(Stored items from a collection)
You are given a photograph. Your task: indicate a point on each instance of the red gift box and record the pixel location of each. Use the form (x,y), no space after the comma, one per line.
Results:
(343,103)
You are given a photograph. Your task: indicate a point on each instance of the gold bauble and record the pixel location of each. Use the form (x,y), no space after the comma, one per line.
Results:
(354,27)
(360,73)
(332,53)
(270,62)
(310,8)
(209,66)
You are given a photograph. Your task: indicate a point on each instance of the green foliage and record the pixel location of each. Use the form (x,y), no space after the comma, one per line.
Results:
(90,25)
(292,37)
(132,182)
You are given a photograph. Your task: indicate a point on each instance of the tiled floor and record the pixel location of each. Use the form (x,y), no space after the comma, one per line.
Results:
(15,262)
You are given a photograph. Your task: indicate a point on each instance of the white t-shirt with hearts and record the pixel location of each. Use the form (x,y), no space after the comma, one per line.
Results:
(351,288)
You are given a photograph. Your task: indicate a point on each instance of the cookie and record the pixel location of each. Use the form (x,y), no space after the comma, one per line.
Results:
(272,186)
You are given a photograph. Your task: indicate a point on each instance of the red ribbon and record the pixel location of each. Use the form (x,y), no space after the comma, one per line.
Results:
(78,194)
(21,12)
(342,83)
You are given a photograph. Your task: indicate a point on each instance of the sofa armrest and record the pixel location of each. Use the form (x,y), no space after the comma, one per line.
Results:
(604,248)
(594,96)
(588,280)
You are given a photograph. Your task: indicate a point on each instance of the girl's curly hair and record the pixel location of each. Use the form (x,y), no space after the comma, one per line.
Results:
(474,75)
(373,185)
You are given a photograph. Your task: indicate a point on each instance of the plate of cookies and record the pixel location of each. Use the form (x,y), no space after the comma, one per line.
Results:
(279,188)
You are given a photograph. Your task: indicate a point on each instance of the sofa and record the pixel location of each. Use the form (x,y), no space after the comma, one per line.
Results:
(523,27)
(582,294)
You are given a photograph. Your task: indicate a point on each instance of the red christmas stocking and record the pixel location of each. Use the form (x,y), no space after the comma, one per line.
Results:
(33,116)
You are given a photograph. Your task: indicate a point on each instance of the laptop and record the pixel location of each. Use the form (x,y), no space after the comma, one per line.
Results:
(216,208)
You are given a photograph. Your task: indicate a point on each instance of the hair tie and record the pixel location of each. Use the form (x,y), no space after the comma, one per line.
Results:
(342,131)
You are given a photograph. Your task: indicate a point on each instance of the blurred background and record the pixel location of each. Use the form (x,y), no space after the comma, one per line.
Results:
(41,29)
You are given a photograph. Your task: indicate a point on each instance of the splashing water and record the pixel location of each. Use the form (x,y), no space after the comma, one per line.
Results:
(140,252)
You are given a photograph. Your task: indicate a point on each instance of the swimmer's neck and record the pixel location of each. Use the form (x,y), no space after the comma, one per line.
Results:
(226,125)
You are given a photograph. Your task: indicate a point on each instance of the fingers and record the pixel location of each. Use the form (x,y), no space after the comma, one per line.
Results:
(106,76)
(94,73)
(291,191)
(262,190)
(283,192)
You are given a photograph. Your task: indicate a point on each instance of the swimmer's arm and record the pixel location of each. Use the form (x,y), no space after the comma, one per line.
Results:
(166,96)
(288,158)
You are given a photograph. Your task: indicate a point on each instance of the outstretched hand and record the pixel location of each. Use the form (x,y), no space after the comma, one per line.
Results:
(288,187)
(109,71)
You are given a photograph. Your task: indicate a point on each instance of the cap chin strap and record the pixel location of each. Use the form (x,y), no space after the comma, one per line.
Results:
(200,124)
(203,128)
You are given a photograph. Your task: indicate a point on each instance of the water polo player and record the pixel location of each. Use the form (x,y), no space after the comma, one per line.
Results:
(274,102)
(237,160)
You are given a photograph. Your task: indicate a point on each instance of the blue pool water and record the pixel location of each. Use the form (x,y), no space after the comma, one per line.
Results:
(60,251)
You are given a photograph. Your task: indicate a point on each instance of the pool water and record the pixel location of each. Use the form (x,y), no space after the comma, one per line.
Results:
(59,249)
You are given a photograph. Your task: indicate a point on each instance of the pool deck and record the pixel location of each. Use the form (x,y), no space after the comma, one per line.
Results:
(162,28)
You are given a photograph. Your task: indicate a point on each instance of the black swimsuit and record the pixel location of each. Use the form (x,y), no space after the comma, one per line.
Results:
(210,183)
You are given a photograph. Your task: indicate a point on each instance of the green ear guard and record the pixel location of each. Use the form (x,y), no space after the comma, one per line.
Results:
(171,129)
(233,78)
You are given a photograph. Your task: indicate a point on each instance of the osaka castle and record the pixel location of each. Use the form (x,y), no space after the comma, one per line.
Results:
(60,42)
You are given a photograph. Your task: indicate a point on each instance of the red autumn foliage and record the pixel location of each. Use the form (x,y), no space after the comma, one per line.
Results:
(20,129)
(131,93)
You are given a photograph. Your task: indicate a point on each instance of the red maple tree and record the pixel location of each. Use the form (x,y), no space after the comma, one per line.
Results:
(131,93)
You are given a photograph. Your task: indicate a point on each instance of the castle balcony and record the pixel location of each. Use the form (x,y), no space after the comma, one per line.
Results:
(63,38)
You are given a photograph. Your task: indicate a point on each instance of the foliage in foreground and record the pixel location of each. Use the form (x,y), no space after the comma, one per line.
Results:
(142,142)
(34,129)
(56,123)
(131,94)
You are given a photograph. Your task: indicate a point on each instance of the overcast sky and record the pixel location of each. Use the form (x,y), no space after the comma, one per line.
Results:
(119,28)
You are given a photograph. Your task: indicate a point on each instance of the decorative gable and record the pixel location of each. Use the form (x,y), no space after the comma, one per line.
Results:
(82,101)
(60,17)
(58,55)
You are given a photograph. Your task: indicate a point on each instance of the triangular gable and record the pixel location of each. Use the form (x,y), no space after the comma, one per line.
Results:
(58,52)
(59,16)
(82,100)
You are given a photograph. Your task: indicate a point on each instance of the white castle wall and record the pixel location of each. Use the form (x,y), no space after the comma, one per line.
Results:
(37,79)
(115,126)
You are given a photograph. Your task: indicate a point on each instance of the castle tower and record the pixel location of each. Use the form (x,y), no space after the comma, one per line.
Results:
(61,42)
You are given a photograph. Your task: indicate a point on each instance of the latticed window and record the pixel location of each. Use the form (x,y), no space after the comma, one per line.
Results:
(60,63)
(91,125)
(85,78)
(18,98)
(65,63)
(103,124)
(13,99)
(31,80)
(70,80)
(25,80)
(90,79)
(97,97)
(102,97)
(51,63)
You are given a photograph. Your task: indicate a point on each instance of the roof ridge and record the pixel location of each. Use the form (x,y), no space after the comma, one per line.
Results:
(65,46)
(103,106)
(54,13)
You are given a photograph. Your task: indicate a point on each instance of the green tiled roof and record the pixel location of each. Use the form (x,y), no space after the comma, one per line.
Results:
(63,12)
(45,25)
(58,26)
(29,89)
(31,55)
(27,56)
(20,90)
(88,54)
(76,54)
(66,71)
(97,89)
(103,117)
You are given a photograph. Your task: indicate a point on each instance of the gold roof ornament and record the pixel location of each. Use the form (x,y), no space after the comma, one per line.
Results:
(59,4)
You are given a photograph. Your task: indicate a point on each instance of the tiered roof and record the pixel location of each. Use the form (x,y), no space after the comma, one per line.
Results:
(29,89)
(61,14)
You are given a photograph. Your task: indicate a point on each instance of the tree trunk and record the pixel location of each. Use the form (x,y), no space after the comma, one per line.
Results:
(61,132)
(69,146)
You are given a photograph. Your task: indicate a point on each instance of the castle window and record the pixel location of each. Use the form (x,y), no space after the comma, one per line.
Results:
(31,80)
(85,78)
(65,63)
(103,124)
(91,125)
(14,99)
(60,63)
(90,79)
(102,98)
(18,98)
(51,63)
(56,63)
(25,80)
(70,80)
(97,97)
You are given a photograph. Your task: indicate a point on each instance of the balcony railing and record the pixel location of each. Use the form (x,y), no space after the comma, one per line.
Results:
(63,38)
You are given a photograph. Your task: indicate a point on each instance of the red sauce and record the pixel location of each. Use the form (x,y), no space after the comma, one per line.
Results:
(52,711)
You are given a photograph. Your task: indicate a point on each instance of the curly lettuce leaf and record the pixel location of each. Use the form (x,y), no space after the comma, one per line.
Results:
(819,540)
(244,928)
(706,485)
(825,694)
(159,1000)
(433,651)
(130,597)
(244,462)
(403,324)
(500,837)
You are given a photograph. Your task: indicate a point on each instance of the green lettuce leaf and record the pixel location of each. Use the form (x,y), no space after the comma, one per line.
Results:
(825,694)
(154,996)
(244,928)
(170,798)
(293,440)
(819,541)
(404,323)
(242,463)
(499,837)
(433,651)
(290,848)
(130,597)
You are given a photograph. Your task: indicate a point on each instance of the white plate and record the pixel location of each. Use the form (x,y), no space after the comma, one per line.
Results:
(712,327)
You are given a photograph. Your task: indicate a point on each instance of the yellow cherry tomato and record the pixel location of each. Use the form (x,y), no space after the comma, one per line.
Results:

## About this exercise
Copy every line in the records above that contains the word "lettuce".

## Finished task
You are given a photograph. Your task: indicate a point on each instance of the curly lettuce leaf and record the pixel location of each. Use the form (x,y), no space after the comma, one per line.
You are given a photograph. Your task: indicate a point on each instance of the green lettuce leaf and record the pixel location of each. Use the form (x,y), no space after the comma, one per line.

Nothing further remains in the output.